■ **Activity**
Carry the passage on blood culture in infective endocarditis forward from its final sentence.

[Opening Source document section]

Utility of larger volume of blood and media:

Follow­ing are the advantages:

(i) Number of organisms in the blood may be very few, even as few as one/ml.

(ii) Dilution of bactericidal substances present in blood.

2. Culture:

Processing of culture:

(a) After collection of blood in blood culture bottles these are incubated aerobically and blind subcultures are made after 24 hours, 48 hours, 72 hours, on 6th day and 10th day.

(b) Subcultures are made on:

(1) Blood agar.

(2) MacConkey’s agar.

(3) Chocolate agar.

(4) Anaerobic supplemented blood agar for anaerobes.

(5) Sabouraud’s dextrose agar for fungi.

(6) Other selective media as indicated.

One blood agar is to be incubated anaerobically, chocolate agar under 5-10% CO₂ and other media under ordinary laboratory conditions. Colonies ob­tained on solid media after incubation are studied further for identification by the help of biochemical reactions and antibiotic susceptibility by Kirby- Bauer’s disc diffusion method.

Cultures should be incubated at 37°C and to be observed daily for early signs of growth making periodic (daily or on alternate days) blind Gram- stains and subcultures. Cultures should not be dis­carded as negative for at least 3 weeks. Subculture is made on blood agar aerobically and anaerobically.

Castaneda’s method of culture of blood is likely to yield better result.

Identification:

The isolated organism is identified by biochemi­cal and agglutination tests.

3. Antibiotic sensitivity test:

Laboratory monitoring of therapy is necessary for which the minimum inhibitory concentration (MIC) and minimum bactericidal concentration (MBC) of the antimicrobial agent for the isolated organism must be determined.

The routine disc diffusion technique with a fixed concentration of drug is not adequate for guiding treatment of infective endo­carditis. The measurement of MIC and MBC of antibiotic helps to determine adequate dose of the antibiotic to be used for ensuring the serum levels that can penetrate the valves and kill the organisms.

Culture negative endocarditis:

In about 10-20% cases, blood culture yields persistently negative result, several reasons are suggested for the same:

(i) Recent antibiotic therapy.

(ii) Infection by fastidious or slow-growing orga­nisms, e.g. Haemophilus spp., Bacteroides, Actinobacillus spp. or nutritionally-variant streptococci will not grow on standard medium.

(iii) Bacteraemia is intermittent.

(iv) Infection with Coxiella burnetii or Chlamydia psittaci: Blood cultures may be negative but the diagnosis is established by serological tests (CFT) for both Phase I and Phase II antigens. Titres are usually above 250 and even greater.

[Closing Source document section]
[Opening Dataset extract section]

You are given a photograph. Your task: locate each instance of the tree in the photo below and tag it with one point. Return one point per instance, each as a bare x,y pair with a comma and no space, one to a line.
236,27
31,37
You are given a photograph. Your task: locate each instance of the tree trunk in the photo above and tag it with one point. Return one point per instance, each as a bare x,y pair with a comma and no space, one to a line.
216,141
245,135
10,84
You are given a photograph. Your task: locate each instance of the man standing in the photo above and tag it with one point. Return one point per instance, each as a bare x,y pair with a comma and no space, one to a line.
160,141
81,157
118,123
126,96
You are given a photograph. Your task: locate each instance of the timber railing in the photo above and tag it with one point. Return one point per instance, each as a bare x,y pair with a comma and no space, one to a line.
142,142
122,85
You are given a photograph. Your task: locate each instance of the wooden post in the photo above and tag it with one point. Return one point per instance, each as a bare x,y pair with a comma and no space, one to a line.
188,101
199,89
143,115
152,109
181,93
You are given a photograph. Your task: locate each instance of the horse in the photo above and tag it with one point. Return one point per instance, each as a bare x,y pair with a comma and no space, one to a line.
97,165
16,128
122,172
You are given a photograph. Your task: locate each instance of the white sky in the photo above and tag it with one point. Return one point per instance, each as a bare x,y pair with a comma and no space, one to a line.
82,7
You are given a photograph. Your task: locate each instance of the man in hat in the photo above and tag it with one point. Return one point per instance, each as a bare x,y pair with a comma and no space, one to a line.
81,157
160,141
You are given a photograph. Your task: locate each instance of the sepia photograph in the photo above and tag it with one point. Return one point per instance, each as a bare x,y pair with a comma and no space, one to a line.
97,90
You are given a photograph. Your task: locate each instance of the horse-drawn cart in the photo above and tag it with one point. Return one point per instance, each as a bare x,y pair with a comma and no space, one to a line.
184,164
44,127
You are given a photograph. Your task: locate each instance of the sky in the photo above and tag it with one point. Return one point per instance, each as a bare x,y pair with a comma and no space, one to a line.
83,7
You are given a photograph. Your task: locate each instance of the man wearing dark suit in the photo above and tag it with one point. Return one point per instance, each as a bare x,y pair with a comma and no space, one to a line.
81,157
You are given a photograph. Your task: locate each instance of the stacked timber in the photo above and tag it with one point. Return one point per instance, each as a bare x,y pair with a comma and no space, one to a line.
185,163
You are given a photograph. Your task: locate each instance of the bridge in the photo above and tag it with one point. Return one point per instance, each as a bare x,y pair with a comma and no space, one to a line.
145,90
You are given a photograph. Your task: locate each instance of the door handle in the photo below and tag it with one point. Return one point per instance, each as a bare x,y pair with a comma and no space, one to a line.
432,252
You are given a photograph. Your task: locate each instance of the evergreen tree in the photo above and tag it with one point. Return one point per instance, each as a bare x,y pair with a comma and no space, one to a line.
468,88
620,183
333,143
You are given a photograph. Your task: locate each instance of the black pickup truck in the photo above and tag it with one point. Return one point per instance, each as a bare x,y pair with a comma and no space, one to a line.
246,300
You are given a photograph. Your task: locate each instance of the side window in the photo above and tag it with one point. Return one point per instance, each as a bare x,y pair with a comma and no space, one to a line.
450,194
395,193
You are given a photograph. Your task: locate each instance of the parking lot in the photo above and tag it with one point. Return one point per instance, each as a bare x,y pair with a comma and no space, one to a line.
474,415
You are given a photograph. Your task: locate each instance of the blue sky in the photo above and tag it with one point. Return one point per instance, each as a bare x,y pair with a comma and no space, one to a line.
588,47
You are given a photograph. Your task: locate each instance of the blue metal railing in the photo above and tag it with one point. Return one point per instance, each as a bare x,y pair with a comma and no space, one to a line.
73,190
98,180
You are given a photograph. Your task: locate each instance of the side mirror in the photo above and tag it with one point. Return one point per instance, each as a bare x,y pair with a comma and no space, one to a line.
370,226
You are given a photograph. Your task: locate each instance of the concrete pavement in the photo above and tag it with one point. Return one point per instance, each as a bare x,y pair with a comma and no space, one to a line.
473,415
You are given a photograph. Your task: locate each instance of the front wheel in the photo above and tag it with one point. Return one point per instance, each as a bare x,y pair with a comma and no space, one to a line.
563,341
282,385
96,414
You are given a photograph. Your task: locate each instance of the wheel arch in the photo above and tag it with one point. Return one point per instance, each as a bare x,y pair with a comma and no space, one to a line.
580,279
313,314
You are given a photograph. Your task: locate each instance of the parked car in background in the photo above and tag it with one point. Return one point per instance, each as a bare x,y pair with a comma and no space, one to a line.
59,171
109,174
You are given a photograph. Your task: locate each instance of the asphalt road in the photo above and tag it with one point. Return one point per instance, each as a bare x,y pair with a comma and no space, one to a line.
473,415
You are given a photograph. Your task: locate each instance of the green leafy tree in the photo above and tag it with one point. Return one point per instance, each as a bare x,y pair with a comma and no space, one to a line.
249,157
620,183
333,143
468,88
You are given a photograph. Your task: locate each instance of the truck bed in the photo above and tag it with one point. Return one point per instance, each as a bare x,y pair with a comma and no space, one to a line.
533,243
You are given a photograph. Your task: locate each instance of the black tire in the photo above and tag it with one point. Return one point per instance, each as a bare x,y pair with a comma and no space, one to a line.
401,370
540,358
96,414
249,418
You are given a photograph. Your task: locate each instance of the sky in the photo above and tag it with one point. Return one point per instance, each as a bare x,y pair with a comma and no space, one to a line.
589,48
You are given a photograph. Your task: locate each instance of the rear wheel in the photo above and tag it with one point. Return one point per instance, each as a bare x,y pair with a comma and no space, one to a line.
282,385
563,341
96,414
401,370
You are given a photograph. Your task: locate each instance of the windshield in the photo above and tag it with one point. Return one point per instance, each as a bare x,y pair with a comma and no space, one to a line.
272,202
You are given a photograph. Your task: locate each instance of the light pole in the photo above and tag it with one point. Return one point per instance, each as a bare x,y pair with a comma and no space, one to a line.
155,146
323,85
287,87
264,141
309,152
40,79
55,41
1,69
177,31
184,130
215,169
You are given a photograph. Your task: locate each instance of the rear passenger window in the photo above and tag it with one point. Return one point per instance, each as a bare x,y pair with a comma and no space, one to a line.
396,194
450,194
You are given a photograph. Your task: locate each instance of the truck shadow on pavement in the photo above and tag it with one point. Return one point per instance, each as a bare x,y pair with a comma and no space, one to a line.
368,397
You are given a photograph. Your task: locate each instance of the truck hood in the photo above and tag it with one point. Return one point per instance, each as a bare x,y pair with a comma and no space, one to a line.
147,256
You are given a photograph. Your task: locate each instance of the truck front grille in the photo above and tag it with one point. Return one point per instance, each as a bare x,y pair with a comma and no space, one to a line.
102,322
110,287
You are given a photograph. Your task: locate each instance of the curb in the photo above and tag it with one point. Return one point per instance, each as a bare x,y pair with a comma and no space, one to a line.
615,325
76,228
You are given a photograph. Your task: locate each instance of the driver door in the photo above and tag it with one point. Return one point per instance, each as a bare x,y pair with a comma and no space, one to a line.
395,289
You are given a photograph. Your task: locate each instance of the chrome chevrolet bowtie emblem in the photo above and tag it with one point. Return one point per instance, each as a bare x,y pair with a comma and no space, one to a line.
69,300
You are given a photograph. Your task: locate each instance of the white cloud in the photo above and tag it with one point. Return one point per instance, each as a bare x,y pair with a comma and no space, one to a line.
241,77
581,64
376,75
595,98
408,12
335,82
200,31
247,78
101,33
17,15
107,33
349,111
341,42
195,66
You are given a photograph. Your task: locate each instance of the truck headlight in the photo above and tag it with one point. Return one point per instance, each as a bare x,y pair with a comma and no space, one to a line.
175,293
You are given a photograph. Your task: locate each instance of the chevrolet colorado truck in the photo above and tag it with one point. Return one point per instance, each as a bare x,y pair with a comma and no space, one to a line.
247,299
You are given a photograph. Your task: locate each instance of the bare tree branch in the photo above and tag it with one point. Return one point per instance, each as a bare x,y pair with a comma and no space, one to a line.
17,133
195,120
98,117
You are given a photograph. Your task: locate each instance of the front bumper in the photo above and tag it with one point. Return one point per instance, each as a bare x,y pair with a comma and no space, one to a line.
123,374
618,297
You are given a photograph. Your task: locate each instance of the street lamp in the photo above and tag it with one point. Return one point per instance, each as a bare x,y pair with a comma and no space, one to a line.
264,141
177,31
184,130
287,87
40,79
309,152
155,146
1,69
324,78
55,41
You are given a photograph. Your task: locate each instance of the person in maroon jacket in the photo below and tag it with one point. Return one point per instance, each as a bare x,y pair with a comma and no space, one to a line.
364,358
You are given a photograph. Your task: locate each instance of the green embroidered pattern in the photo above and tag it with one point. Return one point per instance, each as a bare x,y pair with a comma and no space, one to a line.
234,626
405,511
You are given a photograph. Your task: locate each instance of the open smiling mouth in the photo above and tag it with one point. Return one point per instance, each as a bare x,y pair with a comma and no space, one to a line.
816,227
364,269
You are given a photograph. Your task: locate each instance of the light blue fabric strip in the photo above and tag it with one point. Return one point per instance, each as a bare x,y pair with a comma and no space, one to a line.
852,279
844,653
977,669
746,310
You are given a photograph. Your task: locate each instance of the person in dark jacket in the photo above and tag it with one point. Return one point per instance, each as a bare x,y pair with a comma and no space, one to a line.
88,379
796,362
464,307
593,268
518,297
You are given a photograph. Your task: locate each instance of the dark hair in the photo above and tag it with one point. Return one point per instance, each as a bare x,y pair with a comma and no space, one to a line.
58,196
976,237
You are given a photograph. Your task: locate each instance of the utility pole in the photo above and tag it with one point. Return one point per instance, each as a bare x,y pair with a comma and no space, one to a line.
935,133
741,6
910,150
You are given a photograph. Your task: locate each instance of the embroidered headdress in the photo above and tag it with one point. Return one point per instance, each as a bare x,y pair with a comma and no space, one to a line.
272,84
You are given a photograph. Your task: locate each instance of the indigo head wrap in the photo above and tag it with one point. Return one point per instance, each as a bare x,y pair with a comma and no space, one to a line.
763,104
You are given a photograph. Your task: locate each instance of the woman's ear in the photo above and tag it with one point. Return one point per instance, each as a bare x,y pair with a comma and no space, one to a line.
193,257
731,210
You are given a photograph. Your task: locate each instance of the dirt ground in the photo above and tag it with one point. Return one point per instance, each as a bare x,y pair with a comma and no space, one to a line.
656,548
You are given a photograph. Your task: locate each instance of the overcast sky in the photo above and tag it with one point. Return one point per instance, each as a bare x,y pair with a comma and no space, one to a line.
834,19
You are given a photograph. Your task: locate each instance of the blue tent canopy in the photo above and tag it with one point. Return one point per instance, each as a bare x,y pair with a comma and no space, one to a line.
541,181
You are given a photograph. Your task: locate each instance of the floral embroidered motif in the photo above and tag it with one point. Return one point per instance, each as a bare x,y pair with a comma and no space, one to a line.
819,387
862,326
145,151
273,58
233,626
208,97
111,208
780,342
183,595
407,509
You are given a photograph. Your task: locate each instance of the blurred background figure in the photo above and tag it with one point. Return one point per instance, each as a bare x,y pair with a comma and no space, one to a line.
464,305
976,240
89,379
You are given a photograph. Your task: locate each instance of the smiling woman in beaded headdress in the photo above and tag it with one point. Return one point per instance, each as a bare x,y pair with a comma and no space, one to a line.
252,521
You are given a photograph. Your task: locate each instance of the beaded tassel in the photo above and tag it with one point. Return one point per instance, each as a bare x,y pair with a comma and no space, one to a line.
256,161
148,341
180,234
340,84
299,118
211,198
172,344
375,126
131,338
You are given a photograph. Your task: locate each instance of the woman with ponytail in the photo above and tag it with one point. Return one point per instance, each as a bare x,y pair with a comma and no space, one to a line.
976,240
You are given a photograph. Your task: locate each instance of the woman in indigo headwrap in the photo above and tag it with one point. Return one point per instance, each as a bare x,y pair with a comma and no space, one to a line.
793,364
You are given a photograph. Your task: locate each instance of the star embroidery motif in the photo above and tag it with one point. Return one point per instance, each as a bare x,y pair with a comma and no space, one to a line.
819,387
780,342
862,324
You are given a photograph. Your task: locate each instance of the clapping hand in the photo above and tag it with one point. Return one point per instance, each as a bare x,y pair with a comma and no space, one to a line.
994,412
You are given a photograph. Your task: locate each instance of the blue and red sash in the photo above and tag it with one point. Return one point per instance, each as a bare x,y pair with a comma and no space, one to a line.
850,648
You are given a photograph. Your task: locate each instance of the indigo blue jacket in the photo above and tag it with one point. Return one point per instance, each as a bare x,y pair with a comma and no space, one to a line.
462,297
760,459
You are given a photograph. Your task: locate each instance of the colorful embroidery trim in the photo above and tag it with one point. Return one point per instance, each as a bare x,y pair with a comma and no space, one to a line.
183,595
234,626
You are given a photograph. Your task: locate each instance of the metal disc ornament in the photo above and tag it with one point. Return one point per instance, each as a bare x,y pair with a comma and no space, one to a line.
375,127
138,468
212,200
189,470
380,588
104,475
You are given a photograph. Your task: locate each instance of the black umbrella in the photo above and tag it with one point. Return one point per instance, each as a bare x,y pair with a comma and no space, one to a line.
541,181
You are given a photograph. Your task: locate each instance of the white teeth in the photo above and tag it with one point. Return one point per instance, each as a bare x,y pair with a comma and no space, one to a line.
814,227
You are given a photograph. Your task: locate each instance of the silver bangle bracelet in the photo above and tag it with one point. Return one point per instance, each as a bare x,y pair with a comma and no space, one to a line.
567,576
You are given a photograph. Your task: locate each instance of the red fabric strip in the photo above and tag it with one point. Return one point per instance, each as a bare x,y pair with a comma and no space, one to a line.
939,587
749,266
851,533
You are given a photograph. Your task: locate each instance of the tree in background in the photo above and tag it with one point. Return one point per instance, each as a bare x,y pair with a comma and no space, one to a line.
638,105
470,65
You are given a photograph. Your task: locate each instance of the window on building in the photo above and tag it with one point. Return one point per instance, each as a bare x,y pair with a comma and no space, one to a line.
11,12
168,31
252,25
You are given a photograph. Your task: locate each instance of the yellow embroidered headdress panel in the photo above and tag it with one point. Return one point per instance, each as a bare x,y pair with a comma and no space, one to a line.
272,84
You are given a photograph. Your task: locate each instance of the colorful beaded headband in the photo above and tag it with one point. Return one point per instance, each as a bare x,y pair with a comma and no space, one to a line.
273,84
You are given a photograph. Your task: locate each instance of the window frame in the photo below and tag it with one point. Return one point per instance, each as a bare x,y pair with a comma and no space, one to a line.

[Closing Dataset extract section]

■ **Reply**
4. Other tests:

(i) Echocardiograms demonstrate the vegetation’s and valve changes in 75-80% cases of native valve endocarditis.

(ii) Leucocytosis and elevated ESR are common but not invariable. Measurement of C-reactive protein in blood is sometimes more reliable than ESR in mak­ing assessment of progress.

Impaired Host Defenses:

(a) Deficiency of cell-mediated immunity.

(b) Deficiency of humoral immunity.

(c) Decreased complement level.

(d) Diminished phagocytic activity.

(e) Poor natural killer cell activity.

(f) Diminished inflammatory response.

(g) Malignancy,

(h) Diabetes mellitus.

(i) Congenital inflammatory response.

(j) Severe neutropenia

(k) Intravenous drug abuse.

(l) Prematurity and low birth weight,

(m) Old age.

(n) Splenectomised patients.

(o) Immunosuppressive therapy.

(p) Uraemia,

(q) Aplastic anaemia.

(r) Hepatic failure.

(s) Nephrotic syndrome,

(t) Myeloma.

Pre-existing infections:

(a) Abdominal sepsis—peritonitis, liver abscess.

(b) Pneumonia due to Gram-negative bacteria.

(c) Gram-negative infections of burns, wounds, abscesses, etc.

(d) Meningitis.

(e) Gynaecological sepsis—puerperal sepsis, pelvic abscesses, salpingitis.

(f) Food poisoning.

(g) Osteomyelitis, septic arthritis, etc.

(h) Urinary tract infections.

Instrumentation and surgery examples:

After surgery on urinary tract, gastrointestinal tract, etc. radiological invasive techniques—catheterisation, cystoscopy, prosthetic devices, endotracheal tubes, etc.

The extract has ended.